-------- RECORDS FOR THE TASK
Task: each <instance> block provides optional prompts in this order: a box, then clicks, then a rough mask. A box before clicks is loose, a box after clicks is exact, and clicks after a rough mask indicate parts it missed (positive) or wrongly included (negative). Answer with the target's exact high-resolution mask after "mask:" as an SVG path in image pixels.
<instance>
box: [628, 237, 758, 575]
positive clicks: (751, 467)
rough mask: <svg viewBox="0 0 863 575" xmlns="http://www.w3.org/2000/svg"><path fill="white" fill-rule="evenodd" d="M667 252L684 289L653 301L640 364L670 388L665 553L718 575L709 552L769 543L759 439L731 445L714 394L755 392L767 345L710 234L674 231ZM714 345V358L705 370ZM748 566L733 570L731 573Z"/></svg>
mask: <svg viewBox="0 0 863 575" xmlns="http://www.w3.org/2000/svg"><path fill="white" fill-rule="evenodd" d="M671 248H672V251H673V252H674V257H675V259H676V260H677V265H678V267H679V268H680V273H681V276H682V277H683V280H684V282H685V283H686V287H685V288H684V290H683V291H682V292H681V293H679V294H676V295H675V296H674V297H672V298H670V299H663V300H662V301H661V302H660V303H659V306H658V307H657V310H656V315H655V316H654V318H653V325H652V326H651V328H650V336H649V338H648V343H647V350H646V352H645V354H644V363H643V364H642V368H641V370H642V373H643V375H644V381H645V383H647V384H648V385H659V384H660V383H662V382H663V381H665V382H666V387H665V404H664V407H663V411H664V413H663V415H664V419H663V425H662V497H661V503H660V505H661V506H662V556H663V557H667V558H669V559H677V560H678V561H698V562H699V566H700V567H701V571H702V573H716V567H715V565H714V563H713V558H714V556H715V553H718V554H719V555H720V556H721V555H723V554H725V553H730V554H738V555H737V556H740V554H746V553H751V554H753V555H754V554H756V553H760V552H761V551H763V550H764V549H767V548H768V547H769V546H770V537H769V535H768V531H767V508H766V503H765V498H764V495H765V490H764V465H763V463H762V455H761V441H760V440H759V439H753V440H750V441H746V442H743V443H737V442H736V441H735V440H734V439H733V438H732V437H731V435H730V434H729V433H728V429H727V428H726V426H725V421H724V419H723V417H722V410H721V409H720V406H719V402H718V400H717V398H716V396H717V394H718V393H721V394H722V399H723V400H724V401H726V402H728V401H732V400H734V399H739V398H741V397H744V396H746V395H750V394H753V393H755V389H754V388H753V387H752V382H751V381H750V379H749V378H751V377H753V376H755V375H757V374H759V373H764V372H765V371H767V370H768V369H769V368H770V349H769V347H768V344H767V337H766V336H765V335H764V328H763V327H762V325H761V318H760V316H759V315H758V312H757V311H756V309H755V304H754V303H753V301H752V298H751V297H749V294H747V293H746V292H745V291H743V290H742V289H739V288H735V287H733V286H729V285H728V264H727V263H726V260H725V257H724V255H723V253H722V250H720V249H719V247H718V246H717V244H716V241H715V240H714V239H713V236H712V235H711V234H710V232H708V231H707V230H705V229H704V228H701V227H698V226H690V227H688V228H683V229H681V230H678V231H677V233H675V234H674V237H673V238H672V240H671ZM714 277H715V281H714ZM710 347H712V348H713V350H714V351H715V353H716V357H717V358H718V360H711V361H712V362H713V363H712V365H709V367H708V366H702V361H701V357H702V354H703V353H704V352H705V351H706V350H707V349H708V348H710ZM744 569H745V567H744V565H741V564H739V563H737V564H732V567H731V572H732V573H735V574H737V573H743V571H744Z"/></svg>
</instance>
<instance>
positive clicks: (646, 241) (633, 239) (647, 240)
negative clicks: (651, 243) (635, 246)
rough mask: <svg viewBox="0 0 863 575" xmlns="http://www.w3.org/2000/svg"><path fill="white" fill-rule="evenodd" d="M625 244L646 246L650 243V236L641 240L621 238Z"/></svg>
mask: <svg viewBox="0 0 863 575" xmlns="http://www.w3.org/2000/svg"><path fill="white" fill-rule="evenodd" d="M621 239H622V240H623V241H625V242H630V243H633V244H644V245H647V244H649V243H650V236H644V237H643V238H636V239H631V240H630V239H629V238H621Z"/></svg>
----------------
__TASK TO COMPLETE__
Set out every line of the records above as a JSON list of strings, one string per line, and leave out any blank lines.

__TASK ANSWER__
[
  "Task: each <instance> block provides optional prompts in this order: a box, then clicks, then a rough mask. A box before clicks is loose, a box after clicks is exact, and clicks after a rough mask indicate parts it missed (positive) or wrongly included (negative). Answer with the target's exact high-resolution mask after \"mask:\" as an SVG path in image pixels.",
  "<instance>",
  "box: [628, 237, 758, 575]",
  "positive clicks: (751, 467)",
  "rough mask: <svg viewBox=\"0 0 863 575\" xmlns=\"http://www.w3.org/2000/svg\"><path fill=\"white\" fill-rule=\"evenodd\" d=\"M667 252L684 289L653 301L640 364L670 388L665 553L718 575L709 552L769 543L759 439L731 445L714 394L755 392L767 345L710 234L674 231ZM714 345V358L705 370ZM748 566L733 570L731 573Z\"/></svg>",
  "mask: <svg viewBox=\"0 0 863 575\" xmlns=\"http://www.w3.org/2000/svg\"><path fill=\"white\" fill-rule=\"evenodd\" d=\"M671 248H672V251H673V252H674V257H675V259H676V260H677V265H678V267H679V268H680V273H681V276H682V277H683V280H684V282H685V283H686V287H685V288H684V290H683V291H682V292H681V293H679V294H676V295H675V296H674V297H672V298H670V299H663V300H662V301H661V302H660V303H659V306H658V307H657V310H656V315H655V316H654V318H653V325H652V326H651V328H650V336H649V338H648V343H647V350H646V352H645V354H644V363H643V364H642V368H641V370H642V373H643V375H644V381H645V383H647V384H648V385H659V384H660V383H662V382H663V381H665V382H666V387H665V404H664V407H663V411H664V413H663V415H664V419H663V425H662V497H661V503H660V505H661V506H662V556H663V557H667V558H669V559H677V560H678V561H698V562H699V566H700V567H701V571H702V573H716V567H715V565H714V563H713V558H714V556H715V553H718V554H719V555H720V556H721V555H723V554H725V553H730V554H738V555H737V556H740V554H746V553H751V554H753V555H754V554H756V553H760V552H761V551H763V550H764V549H767V548H768V547H769V546H770V537H769V535H768V531H767V508H766V503H765V498H764V495H765V490H764V465H763V463H762V455H761V441H760V440H759V439H753V440H750V441H746V442H743V443H737V442H736V441H735V440H734V439H733V438H732V437H731V435H730V434H729V433H728V429H727V428H726V426H725V421H724V419H723V417H722V410H721V409H720V406H719V402H718V400H717V398H716V396H717V394H718V393H721V394H722V399H723V400H724V401H726V402H728V401H732V400H734V399H739V398H741V397H744V396H746V395H750V394H753V393H755V389H754V388H753V387H752V382H751V381H750V379H749V378H751V377H753V376H755V375H757V374H759V373H764V372H765V371H767V370H768V369H769V368H770V349H769V347H768V344H767V337H766V336H765V335H764V328H763V327H762V325H761V318H760V316H759V315H758V312H757V311H756V309H755V304H754V303H753V301H752V298H751V297H749V294H747V293H746V292H745V291H743V290H742V289H739V288H735V287H733V286H729V285H728V264H727V263H726V260H725V257H724V255H723V253H722V250H720V249H719V247H718V246H717V244H716V241H715V240H714V239H713V236H712V235H711V234H710V232H708V231H707V230H705V229H704V228H701V227H698V226H690V227H688V228H683V229H681V230H678V231H677V233H675V234H674V237H673V238H672V240H671ZM714 277H715V281H714ZM710 347H712V348H713V350H714V351H715V353H716V357H717V358H718V360H711V361H712V362H713V363H712V365H709V367H708V366H702V361H701V357H702V354H703V353H704V352H705V351H706V350H707V349H708V348H710ZM744 569H745V567H744V565H741V564H739V563H737V564H732V567H731V572H732V573H735V574H737V573H743V571H744Z\"/></svg>",
  "</instance>",
  "<instance>",
  "positive clicks: (646, 241) (633, 239) (647, 240)",
  "negative clicks: (651, 243) (635, 246)",
  "rough mask: <svg viewBox=\"0 0 863 575\" xmlns=\"http://www.w3.org/2000/svg\"><path fill=\"white\" fill-rule=\"evenodd\" d=\"M625 244L646 246L650 243V236L641 240L621 238Z\"/></svg>",
  "mask: <svg viewBox=\"0 0 863 575\" xmlns=\"http://www.w3.org/2000/svg\"><path fill=\"white\" fill-rule=\"evenodd\" d=\"M621 239H622V240H623V241H625V242H630V243H633V244H644V245H647V244H649V243H650V236H644V237H643V238H636V239H631V240H630V239H629V238H621Z\"/></svg>"
]